(Point labeling records)
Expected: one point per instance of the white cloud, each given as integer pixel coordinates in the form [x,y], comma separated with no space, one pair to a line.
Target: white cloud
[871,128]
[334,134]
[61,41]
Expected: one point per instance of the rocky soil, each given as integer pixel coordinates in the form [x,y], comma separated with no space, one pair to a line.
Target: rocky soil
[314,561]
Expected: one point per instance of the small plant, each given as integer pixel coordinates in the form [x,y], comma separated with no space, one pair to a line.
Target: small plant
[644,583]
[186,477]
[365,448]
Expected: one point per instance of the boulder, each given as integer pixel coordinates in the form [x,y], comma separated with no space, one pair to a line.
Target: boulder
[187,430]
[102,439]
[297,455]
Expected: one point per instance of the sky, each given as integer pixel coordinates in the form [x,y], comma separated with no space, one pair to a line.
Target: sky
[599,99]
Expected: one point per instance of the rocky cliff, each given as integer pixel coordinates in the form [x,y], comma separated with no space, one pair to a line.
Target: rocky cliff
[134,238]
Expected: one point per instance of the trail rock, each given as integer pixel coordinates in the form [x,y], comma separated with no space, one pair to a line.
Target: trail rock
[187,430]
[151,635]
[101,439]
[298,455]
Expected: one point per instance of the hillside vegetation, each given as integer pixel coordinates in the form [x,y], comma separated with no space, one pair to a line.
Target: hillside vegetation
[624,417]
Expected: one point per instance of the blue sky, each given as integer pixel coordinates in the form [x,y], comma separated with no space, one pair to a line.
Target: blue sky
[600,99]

# Exercise requirements:
Reproduce every line of the records, requests included, from the line containing "Expected: one point per instance of the small" through the end of the records, inclusive. Increase each pixel coordinate in the points by 53.

# Task response:
Expected: one point per instance of the small plant, each given as integer pixel coordinates in the form [x,y], comma separated with no space, one pair to a line.
Target: small plant
[697,636]
[239,530]
[418,501]
Expected: one point per instance of the boulder, each given as integer pixel coordinates in the form [x,y], comma separated with no space, one pair to a line.
Target: boulder
[240,483]
[155,492]
[350,508]
Expected: one point per instance of the sky, each given as integer pixel coordinates in the form [x,y], comma separated with no space, one pair to a line.
Target: sky
[652,152]
Expected: one point per instance of the rocky cliff, each given as integer pixel coordinates in the form [x,y], comma separated with no space, one pair to a line.
Target: rocky cliff
[187,291]
Expected: one point per instance of the trail rock, each given as integer pixel coordinates in the form [x,y], comma separated with no space, one pair to a line.
Target: trail rock
[240,483]
[204,688]
[154,492]
[351,508]
Expected: one point per instance of the hillside vegetation, each given as integer pixel coordinates in the form [x,y], comma separated with no space, one pair to a line.
Target: hillside vegetation
[677,470]
Expected: one point per instance of the blue sky, each given as integer pixel coordinates in the form [x,y], comma separated with no space, one pair to a line.
Target: blue sky
[653,152]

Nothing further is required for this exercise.